### Instruções da tarefa
Reescreva em forma de lista o parágrafo do trecho abaixo que começa com "Sapatonas negras caminhoneiras incomodam", mantendo seus fatos principais.

### Trecho fornecido
┌──
NOTA DE APOIO A LUARA DIAS



Sapatonas negras caminhoneiras incomodam tanto assim? O engendre acompanhou na última semana a repercussão negativa da dissertação de mestrado em Políticas Públicas, da Universidade Federal do Piauí, de autoria da assistente social Luara Dias. O título "Sapatonas negras caminhoneiras e o mercado de trabalho como um desafio" foi divulgado em uma página conservadora de direita no Instagram, onde sofreu comentários negativos que questionam a legitimidade de uma pesquisa com esse tema, além de xingamentos e agressões.

O termo "sapatonas caminhoneiras" é uma forma de nominar uma expressão da identidade lésbica, inicialmente pejorativa, mas que foi ressignificada pelo próprio movimento. Mas de fato, o que ele significa?
└──
### Dados fornecidos
┌──
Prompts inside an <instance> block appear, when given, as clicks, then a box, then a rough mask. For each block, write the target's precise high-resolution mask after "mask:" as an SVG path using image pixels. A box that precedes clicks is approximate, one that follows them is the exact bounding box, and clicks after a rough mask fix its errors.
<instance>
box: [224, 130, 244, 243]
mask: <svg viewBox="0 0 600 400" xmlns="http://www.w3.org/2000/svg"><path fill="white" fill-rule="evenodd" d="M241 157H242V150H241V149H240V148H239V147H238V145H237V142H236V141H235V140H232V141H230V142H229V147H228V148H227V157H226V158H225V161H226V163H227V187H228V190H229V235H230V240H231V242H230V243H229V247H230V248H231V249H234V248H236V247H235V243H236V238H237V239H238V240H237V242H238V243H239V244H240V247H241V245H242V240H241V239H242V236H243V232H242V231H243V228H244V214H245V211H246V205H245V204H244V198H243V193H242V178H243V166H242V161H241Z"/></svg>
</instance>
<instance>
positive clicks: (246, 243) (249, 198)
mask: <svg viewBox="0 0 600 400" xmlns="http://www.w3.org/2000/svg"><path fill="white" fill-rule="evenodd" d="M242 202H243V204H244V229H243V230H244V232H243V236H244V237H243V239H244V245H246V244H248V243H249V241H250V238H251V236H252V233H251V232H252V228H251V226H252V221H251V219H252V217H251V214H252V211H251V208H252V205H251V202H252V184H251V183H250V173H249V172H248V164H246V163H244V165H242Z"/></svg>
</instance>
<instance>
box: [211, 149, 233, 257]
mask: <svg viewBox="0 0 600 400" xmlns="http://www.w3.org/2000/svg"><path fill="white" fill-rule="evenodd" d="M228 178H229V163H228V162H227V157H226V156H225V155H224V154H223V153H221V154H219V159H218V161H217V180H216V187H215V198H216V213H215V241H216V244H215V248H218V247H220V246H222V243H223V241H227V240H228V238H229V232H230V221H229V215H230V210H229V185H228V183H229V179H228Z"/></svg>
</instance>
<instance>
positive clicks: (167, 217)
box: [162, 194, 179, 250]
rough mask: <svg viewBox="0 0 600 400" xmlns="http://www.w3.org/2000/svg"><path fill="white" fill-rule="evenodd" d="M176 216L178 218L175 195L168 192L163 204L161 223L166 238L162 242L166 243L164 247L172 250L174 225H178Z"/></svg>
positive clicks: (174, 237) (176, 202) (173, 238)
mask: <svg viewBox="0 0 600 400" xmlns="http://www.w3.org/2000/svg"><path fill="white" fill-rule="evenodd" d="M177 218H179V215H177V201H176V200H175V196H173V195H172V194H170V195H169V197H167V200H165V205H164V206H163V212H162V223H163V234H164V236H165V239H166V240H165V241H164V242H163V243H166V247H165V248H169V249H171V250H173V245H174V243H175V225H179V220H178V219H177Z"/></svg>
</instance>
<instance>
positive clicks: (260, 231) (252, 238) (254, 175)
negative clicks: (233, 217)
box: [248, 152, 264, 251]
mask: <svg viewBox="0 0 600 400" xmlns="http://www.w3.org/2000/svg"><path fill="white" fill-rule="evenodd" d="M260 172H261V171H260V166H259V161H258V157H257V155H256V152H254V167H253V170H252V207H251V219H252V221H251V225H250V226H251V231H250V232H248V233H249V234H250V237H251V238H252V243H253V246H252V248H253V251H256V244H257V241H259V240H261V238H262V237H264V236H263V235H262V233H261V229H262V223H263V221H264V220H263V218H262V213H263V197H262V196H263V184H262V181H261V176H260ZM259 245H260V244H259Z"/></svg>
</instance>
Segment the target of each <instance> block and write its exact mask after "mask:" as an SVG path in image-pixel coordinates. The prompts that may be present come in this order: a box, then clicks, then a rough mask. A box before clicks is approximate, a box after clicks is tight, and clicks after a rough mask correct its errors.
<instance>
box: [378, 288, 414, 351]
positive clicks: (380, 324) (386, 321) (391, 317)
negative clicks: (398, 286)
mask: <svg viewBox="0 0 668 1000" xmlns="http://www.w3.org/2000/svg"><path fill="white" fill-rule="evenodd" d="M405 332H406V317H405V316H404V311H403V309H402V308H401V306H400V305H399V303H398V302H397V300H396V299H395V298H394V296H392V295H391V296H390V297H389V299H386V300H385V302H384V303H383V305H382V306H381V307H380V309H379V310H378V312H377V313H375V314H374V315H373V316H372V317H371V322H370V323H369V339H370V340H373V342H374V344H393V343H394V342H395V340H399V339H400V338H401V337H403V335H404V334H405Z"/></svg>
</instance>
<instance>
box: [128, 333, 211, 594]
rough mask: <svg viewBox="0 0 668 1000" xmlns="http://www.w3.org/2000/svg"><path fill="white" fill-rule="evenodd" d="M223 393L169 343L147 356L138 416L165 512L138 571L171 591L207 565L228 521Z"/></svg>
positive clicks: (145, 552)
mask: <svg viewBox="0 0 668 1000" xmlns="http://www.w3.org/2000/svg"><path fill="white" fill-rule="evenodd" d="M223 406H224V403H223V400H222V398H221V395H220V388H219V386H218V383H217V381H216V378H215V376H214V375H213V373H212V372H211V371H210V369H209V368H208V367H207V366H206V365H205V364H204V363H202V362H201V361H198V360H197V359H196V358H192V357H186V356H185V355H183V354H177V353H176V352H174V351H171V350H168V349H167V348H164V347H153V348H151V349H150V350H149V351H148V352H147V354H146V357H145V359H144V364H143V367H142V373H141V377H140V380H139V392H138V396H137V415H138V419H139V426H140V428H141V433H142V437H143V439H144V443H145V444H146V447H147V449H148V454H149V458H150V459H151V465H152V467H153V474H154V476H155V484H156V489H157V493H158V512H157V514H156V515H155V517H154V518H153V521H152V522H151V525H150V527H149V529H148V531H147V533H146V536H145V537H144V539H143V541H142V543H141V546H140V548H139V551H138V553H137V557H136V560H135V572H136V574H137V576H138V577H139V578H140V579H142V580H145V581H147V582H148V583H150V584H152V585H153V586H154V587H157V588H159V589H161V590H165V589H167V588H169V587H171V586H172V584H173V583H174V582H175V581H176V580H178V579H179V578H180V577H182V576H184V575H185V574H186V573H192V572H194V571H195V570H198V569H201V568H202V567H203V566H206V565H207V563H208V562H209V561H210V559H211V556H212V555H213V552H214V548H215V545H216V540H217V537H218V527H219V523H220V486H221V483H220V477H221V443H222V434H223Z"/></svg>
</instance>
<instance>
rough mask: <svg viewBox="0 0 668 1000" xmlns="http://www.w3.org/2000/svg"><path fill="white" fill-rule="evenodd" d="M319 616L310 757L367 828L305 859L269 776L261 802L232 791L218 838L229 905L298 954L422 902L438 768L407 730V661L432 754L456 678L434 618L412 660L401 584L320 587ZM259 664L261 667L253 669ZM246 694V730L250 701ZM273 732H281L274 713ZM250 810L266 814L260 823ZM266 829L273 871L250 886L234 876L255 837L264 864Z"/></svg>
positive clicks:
└──
### Resposta
- Na última semana, o engendre acompanhou a repercussão negativa de uma dissertação de mestrado.
- A dissertação, em Políticas Públicas, é da Universidade Federal do Piauí e foi escrita pela assistente social Luara Dias.
- O título é "Sapatonas negras caminhoneiras e o mercado de trabalho como um desafio".
- Ele foi divulgado em uma página conservadora de direita no Instagram.
- Lá, houve comentários negativos que questionam a legitimidade de uma pesquisa com esse tema, além de xingamentos e agressões.